======== Supplied records ========

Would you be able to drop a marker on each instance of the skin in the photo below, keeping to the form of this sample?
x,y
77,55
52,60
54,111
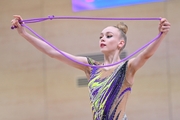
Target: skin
x,y
111,38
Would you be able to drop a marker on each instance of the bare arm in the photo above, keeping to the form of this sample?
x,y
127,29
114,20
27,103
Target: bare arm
x,y
45,48
140,60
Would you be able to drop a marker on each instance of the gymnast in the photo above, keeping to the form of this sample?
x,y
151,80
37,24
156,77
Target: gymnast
x,y
109,87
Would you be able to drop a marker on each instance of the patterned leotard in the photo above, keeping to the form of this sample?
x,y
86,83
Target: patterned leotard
x,y
109,91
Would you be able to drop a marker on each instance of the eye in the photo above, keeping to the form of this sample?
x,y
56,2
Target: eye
x,y
109,36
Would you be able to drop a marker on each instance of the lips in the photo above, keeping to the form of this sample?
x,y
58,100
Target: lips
x,y
102,45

========

◆ **Exercise brief**
Retype every one of the records above word for word, leaving the pictures out.

◆ **Completed task**
Would you be able to drop a marker on each instance of the skin in the photo below, keeping to the form of this sample?
x,y
77,55
52,60
54,111
Target: skin
x,y
111,38
Would you be able to drop a marker on each instance of the bare arm in the photo above, keeping to the form of this sample?
x,y
127,29
114,20
27,103
Target: bare arm
x,y
45,48
140,60
Would you be able to drop a marker on each instance of the gymnast in the photo above, keeping to the form of this sample?
x,y
151,80
37,24
156,77
Target: gymnast
x,y
109,87
Would you be able to drop a marker on each instance of the patterned leotard in the photo above, keeping to the form of this sample?
x,y
86,83
Target: patterned leotard
x,y
109,91
Would you be able to drop a marker on each instance of the eye in the photo above, keeping to the form of this sample?
x,y
56,2
Target: eye
x,y
109,36
Would you be able to drop a marker on each instance of the lips in the photo above, keeping to the form of this sample?
x,y
58,100
Target: lips
x,y
102,45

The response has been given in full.